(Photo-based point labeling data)
(begin)

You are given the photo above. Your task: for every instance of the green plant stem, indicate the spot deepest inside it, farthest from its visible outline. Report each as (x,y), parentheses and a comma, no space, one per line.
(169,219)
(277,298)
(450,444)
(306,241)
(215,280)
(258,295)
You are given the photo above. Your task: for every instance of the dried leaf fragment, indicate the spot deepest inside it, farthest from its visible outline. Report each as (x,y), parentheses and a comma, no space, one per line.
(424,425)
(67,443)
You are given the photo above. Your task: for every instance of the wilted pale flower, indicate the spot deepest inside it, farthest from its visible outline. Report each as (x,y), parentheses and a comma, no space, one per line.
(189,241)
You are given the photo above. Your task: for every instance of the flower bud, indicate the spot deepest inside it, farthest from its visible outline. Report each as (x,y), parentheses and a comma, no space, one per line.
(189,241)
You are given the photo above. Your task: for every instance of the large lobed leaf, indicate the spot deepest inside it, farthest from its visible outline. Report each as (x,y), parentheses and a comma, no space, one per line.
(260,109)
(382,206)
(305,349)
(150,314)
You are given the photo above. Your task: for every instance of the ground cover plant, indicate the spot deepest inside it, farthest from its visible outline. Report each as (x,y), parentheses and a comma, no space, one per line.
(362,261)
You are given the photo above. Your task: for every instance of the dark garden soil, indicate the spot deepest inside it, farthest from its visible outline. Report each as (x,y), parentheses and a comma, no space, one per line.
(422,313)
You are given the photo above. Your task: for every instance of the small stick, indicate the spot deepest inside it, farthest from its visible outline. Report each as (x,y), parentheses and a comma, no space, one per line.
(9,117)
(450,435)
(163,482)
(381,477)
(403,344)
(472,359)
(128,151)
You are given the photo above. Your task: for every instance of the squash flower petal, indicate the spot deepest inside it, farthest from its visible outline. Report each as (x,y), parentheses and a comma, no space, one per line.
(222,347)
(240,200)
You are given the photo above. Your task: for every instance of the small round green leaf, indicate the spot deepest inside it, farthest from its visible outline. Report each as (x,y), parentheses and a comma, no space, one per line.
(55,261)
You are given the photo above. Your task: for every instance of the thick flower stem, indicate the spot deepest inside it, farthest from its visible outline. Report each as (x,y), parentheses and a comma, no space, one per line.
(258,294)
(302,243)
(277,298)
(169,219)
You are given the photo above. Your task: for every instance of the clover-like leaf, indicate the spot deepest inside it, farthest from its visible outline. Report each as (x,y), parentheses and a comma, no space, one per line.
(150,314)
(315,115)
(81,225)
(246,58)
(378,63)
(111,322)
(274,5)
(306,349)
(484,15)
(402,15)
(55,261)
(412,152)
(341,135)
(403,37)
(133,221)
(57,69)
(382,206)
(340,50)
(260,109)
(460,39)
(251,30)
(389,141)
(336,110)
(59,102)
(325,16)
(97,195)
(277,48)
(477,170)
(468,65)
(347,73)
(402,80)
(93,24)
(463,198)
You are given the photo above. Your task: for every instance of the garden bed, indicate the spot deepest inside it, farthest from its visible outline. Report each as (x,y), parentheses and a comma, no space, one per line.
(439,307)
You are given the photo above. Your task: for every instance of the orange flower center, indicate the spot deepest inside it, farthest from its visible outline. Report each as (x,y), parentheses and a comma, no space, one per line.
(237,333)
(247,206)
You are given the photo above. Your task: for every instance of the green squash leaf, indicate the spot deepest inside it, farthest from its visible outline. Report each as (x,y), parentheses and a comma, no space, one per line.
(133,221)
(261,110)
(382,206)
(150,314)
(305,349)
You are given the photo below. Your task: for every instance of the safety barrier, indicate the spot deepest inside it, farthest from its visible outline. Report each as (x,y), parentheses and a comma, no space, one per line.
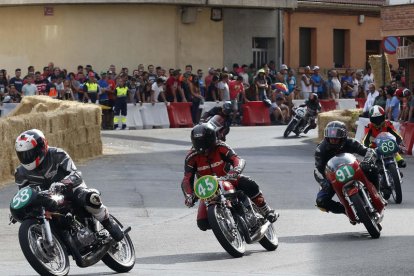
(6,108)
(407,133)
(255,113)
(328,105)
(134,119)
(154,115)
(179,115)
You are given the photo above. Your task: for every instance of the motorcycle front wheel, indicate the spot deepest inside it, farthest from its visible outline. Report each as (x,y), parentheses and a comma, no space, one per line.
(289,128)
(225,230)
(121,256)
(364,217)
(46,261)
(396,187)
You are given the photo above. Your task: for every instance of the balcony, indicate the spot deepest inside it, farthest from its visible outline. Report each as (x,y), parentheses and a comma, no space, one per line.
(405,52)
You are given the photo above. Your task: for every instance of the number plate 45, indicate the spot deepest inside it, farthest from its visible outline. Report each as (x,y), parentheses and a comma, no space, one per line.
(205,187)
(344,174)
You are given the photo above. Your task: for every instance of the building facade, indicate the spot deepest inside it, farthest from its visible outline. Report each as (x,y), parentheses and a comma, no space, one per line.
(332,33)
(203,33)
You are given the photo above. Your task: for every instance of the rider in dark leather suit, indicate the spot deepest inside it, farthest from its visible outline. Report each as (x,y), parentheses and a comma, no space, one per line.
(336,141)
(210,156)
(52,169)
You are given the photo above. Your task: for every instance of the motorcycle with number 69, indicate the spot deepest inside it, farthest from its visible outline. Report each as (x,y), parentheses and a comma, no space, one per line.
(233,217)
(390,175)
(52,228)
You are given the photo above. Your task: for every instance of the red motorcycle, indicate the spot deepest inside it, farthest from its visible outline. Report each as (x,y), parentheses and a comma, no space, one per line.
(357,194)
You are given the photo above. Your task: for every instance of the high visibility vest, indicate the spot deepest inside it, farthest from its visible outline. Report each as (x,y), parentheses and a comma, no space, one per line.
(121,91)
(92,87)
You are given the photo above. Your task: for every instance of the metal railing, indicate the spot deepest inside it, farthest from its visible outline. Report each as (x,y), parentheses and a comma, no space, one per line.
(405,52)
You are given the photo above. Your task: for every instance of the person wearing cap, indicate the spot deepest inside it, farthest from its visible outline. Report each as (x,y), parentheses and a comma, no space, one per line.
(317,82)
(121,92)
(91,88)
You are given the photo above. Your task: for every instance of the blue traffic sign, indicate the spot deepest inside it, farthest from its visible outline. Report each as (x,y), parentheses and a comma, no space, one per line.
(390,44)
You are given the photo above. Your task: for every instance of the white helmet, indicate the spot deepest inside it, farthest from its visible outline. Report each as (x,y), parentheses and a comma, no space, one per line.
(31,148)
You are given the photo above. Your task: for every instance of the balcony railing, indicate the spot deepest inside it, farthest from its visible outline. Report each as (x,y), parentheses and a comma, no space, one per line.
(405,52)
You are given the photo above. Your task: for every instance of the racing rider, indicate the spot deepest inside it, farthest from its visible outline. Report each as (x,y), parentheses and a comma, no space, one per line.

(end)

Would you mind returning each entry above word for word, skipping the images?

You are given the photo above. Your task: for every instance of the green plant stem, indicate the spot deepest inside it, farthest from its visible outline. Report each as (x,y), parentheses and a comma, no space, one per line.
(169,219)
(277,298)
(450,444)
(306,241)
(215,280)
(258,295)
You are given the photo above. Your task: for every instance of the dried leaf fragment, indicate the spot deepest inside it, farthest from its visible outline. Report each as (x,y), parentheses and a comma, no space, one per line.
(424,425)
(67,443)
You are given the photo above. Your task: for every instance of the wilted pale flower, indicate the spot deepest inside it, farthest from its visible outline. Report each as (x,y), parentheses and a comma, no space, one per line.
(189,241)
You are given the photo above. Your task: for every instance of the flower bud, indicate the spot deepest inside it, farthest from its visible outline. Report each as (x,y), parentheses and a comma, no space, one per line.
(189,241)
You are given the photo above. Your task: for every instance of the large lobed leaf, indicate the spot deepest inside it, farthest from its visible outline. Report each as (x,y), parentheses and a comma, no space, one per line.
(260,109)
(382,206)
(305,349)
(150,314)
You are given the photo above. Your task: for every instance of the ground cover plant, indicate the spot deepest inside it, farthest from its visible outline. Report each as (x,y), parentheses and a comma, no space, one per line.
(362,261)
You are given the photo above. Your task: for every instance of the dark garden soil, indicate the spot deepest inside it, farthest from its visible outline. Report each as (x,y), parentheses and a comma, no space, one per line.
(422,313)
You are given the photo above. Your task: for every instance of the small stick, indicate the spot deepest inside it, farthest from its visible outline. Report each as (x,y), parentheses and a comma, no space, one per line.
(9,117)
(450,435)
(163,482)
(381,477)
(403,344)
(472,359)
(128,151)
You are given the photo above. Your task: for every instance of the squash flower petal, indicate the spot deepest inside it, farthest from its visible outline. Report each as (x,y), parentheses and a comma, no space, one per line.
(222,347)
(240,200)
You are given the photo above. Your task: for every instance of the small round green leaf, indicate the spot deepest inside it, farthest from its visible outline. Report each as (x,y), parentheses and a comma, no space, one per line.
(55,261)
You are given the photo above. Your task: for every instance of the thick flower stem, indicate the spot deepest inside it, farthest from its visible outline. Report each as (x,y), parentheses and a comma, no space, one per line.
(258,294)
(302,243)
(277,298)
(169,219)
You are given the photo above. Your task: for every instance of the clover-like leaf, indicate the spot deepest inside it, farthest from its visible outline. Report each as (x,y), parentheses and a comma, no space, one per line.
(150,314)
(315,115)
(81,225)
(246,58)
(378,63)
(111,322)
(274,5)
(306,349)
(484,15)
(402,15)
(55,261)
(412,152)
(341,135)
(403,37)
(133,221)
(57,69)
(382,206)
(340,50)
(260,109)
(460,39)
(251,30)
(389,141)
(336,110)
(59,102)
(325,16)
(97,195)
(277,48)
(477,170)
(468,65)
(347,73)
(402,80)
(93,24)
(463,198)
You are given the photo above. Your task: for every instance of the garden bed, indicate the spot deepest inside it, farthest from its visible outline. Report each as (x,y), parentheses and a comma, no space, one per line.
(439,307)
You are given the photo above. Your task: for every instance of the orange flower center, indicate the spot deepest inside it, farthest from its visible outline. Report each as (x,y), parentheses and a comma, no space, one per line.
(237,333)
(247,206)
You are given the photo above. Your task: for every instance of the green squash leaf, indicate the spot deepest inside it, farthest from its visible outline. Report each as (x,y), parentheses and a comma, no space, one per line.
(133,221)
(261,110)
(382,206)
(150,314)
(305,349)
You are given the photo below. Your task: for every instance of the safety barrier, indicate the spot deepest inside it, farthest from its visible outline. Report each as (x,y), parentheses and a comma, no space, one per line.
(6,108)
(407,133)
(255,113)
(328,105)
(134,119)
(154,115)
(179,115)
You are given the photo above. Your task: for every instance of the motorcycle front wheel, indicate the spot deepest inside it, farthest from its visible outline. Report each as (x,y), parentheses and a comma, no space, one per line.
(289,128)
(225,230)
(121,256)
(364,217)
(46,261)
(396,187)
You are given the photo above. Your task: for every instance of the balcony, indicate the spot deepest inside it, farthest from its visible outline. Report each as (x,y), parentheses and a comma, no space, one per line.
(405,52)
You are given the photo above. Your task: for every instance of the number plate 45, indicate the spot deepest inside it, farthest from its visible outline. Report each as (x,y), parentheses and a comma, no space, one per line.
(205,187)
(344,174)
You are given the photo above. Your task: for every instance of the building facade, indicate the spot deepest inside it, farthest from its visible outline. Report each as (x,y), parentheses and a comma, no space, one per line.
(332,33)
(203,33)
You are given the photo above. Your task: for every instance of the rider in dark leather suit, indicate the spot deepest inside it, farthest from its visible outline. Report each as (x,y), parentheses and a comma, no space, one per line.
(336,141)
(210,156)
(52,169)
You are given the photo above. Your task: for every instance of the motorcycle with number 69, indicate the spot deepest inside it, farthest from its visible outline. Report each as (x,y), parentheses and a comma, no space, one per line.
(233,217)
(390,175)
(52,228)
You are given the photo above. Your task: for every instance of the red motorcycle, indicate the spot deepest inside it, farthest from its visible outline. Report each as (x,y), parentheses and a comma, no space, one per line.
(357,194)
You are given the photo above. Your task: for every instance of the high visibility vest, indicate the spot deepest inside it, farthest from its visible outline. Report each as (x,y), parentheses and a comma, no space, one per line.
(121,91)
(92,87)
You are given the photo above. Your task: for every instance of the metal railing, indicate the spot deepest inside it, farthest from its visible outline. Report each as (x,y), parentheses and a comma, no space, one per line.
(405,52)
You are given the photo above. Your task: for every instance of the person wearing cap, indicate the spot deepest inside it, farthest from its visible outline. Report each as (x,y), parentheses and a comma, no space, one per line.
(317,82)
(121,92)
(91,88)
You are given the photo above. Your task: for every instance of the blue traffic sign, indicate the spot deepest inside it, farthest from its visible outline. Report each as (x,y), parentheses and a comma, no space, one per line.
(390,44)
You are given the photo above. Your task: for every instance of the white helmet, indicate the spot deepest inside it, farthest from its visible outline. Report each as (x,y), parentheses and a comma, no space, one per line.
(31,148)
You are given the photo above. Your task: for every instance of the balcony railing, indicate the spot deepest inside it, farthest from its visible outline. Report each as (x,y), parentheses and a comma, no space, one per line.
(405,52)
You are given the photo above. Your task: for every instance of the racing rider, indicate the spot deepest inside it, farthest from its visible outline. Report each as (x,y), parentheses and a comma, no space, one per line.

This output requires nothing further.